**Complete the following**
A - According to the soil health post, where did Kasia spend time on an organic farm this spring?
B - Please reproduce the soil health post word for word between "more precious than" and "beloved farmers markets.", inclusive.
C - Carry the soil health post forward from its final sentence.

**Passage given**
****************************************

From Us


more precious than gold, soil health

Summer is right around the corner...a time of year we here in the midwest look the most forward too. Chicago especially, really shows off in the summertime with a bustling lake front, outdoor music, street festivals and groups of picnickers in every green space there is! Lastly, one cannot forget the return of our beloved farmers markets.

This spring, Kasia and I both had experiences on organic farms, Kasia in Punta Arenas, Costa Rica and mine in Ojai, California. There, our already deep love for buying the best produce the midwest has to offer at our local farmers markets, became even deeper after these immersive experiences. We got our hands dirty learning how to prep a new garden bed, laid irrigation and trapped gophers! With all of that, the most important thing we witnessed first hand was what the importance of local farms, soil health and sustainable farming practices mean for our bodies and our ecosystem.

****************************************

**Listing**
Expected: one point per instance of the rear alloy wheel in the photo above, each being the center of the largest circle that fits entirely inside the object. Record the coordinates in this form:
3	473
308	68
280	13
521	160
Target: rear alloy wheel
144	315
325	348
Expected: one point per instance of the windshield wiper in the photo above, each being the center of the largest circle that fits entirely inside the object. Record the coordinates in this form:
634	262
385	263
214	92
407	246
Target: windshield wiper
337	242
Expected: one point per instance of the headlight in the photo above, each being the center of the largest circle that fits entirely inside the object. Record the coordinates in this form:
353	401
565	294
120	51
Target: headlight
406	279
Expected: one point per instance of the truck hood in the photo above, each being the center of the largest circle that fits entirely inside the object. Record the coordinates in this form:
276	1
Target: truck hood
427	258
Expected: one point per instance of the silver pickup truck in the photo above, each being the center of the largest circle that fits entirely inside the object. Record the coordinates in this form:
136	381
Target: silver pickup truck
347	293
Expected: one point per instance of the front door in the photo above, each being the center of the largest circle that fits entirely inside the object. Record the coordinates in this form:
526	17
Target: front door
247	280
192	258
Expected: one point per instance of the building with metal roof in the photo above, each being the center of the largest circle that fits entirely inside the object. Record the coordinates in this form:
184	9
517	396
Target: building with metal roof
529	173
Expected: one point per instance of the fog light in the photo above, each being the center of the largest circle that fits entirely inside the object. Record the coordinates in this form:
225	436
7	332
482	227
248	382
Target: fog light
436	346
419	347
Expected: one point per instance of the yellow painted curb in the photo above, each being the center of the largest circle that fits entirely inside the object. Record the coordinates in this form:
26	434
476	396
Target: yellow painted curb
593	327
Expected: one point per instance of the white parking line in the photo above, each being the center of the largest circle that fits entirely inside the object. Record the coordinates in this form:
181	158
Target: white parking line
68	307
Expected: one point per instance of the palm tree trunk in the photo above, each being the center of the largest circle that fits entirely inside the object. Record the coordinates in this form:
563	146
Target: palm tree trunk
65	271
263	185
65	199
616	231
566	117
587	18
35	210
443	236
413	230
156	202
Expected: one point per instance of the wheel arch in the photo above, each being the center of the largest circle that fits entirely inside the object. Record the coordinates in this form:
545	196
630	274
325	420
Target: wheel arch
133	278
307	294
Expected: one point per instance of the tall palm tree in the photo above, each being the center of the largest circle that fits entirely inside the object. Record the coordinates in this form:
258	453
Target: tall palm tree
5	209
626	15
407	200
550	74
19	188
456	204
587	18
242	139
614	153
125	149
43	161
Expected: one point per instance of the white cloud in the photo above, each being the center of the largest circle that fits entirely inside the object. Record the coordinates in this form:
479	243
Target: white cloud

****************************************

**Results for each task**
A - Punta Arenas, Costa Rica.

B -
more precious than gold, soil health

Summer is right around the corner...a time of year we here in the midwest look the most forward too. Chicago especially, really shows off in the summertime with a bustling lake front, outdoor music, street festivals and groups of picnickers in every green space there is! Lastly, one cannot forget the return of our beloved farmers markets.

C -
There are many buzz words when it comes to growing and selling food; natural, organic, bio-diverse, regenerative. Just like the confusion that comes with buying eggs and meat with similarly confusing labels as grass-fed, free range, vegetarian fed, etc. it is overwhelming, even to the educated consumer. 

So, let’s start with what “organic” farming actually consists of. These are holistic farming practices that “aim to improve soil health and reverse climate change by expanding biodiversity, improving the water cycle, increasing organic matter in soil structure, and transferring carbon from the atmosphere to the soil. Proponents of ‘organic’ agriculture avoid using chemical pesticides and advocate for methods like crop rotation, livestock rotation, composting, no-till farming, agroecology, and agroforestry”, says activist and master gardener, Ron Finley. This form of  agriculture increases the amount of arable topsoil, which results in a healthier, better food system.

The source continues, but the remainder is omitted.